───── Selected excerpt

# Bizarre  Desert Cross I found in New Mexico



## HollyHoly (Sep 14, 2020)

I don't know what to make of it, seems to have no context what so ever but it has this elaborate earth work 'cross ,a superscription  in interesting circle  aligned with a square  it looks old to me but since this forum questions timelines I dont know how old old would be. I guess it doesn't seem to make any native american sense because the writing in the superscription ??. Doesn't seem to have that US military feel to it either .To just blame  it on the Freemasons doesn't quite cut it either, so who's artifact are we looking at here??

heres the location, triianle thing is Roswell Correctional Center( god help anybody in that place)





some kind of sigil


the square feature that is aligned with it

no roads anywhere near it

the lines you see are not roads  they all over New Mexico ,they're something like the Nazca lines and they go all over
any thoughts??





> Note: This OP was recovered from the Wayback Archive.





> Note: Archived Sh.org replies to this OP are included in this thread.


----------



## realitycheck (Apr 26, 2021)

> Note: This post was recovered from the Sh.org archive.Username: realitycheckDate: 2019-11-23 13:33:13Reaction Score: 3


Could be military left-over, also if you zoom in you can see swastika


- shape which I saw used by US military (building first come to mind). At first I thought it may be old bomb test site with crosses and circles for measuring damage  and oval shape maybe represents ship or similar but I think it is too close to populated areas and I don't see any craters... So maybe geoglyph of some sort but it looks recent in design not like those in Peru, maybe US army geoglyph to attract visitors from space/future as from human level view it probably is not even recognizable as anything but from high in air it can be read.

Also those straight lines all over the place are very interesting, for sure they are not property limits or something like that, also not visible/recognizable from human view but from aerial view - what is official explanation for those lines?


----------



## HollyHoly (Apr 26, 2021)

──────────

Exercise requirements:
**a)** From the New Mexico desert cross thread, reproduce word for word the passage starting at "I don't know" and ending at "in that place)".
**b)** In the New Mexico desert cross thread, what does HollyHoly identify as the "triianle thing" at the location?
**c)** List every possible origin for the cross that HollyHoly's opening post in the New Mexico desert cross thread says doesn't seem to fit.

───── Provided information

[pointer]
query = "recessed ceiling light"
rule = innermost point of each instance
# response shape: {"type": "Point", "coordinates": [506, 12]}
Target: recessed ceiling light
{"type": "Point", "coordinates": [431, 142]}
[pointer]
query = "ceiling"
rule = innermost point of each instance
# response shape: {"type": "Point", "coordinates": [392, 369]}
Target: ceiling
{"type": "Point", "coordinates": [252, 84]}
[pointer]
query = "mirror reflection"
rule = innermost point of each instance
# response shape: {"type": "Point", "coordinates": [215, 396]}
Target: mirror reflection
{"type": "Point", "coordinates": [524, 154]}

──────────

Solutions:
**a)**
I don't know what to make of it, seems to have no context what so ever but it has this elaborate earth work 'cross ,a superscription  in interesting circle  aligned with a square  it looks old to me but since this forum questions timelines I dont know how old old would be. I guess it doesn't seem to make any native american sense because the writing in the superscription ??. Doesn't seem to have that US military feel to it either .To just blame  it on the Freemasons doesn't quite cut it either, so who's artifact are we looking at here??

heres the location, triianle thing is Roswell Correctional Center( god help anybody in that place)

**b)** Roswell Correctional Center.

**c)**
- Native American
- US military
- Freemasons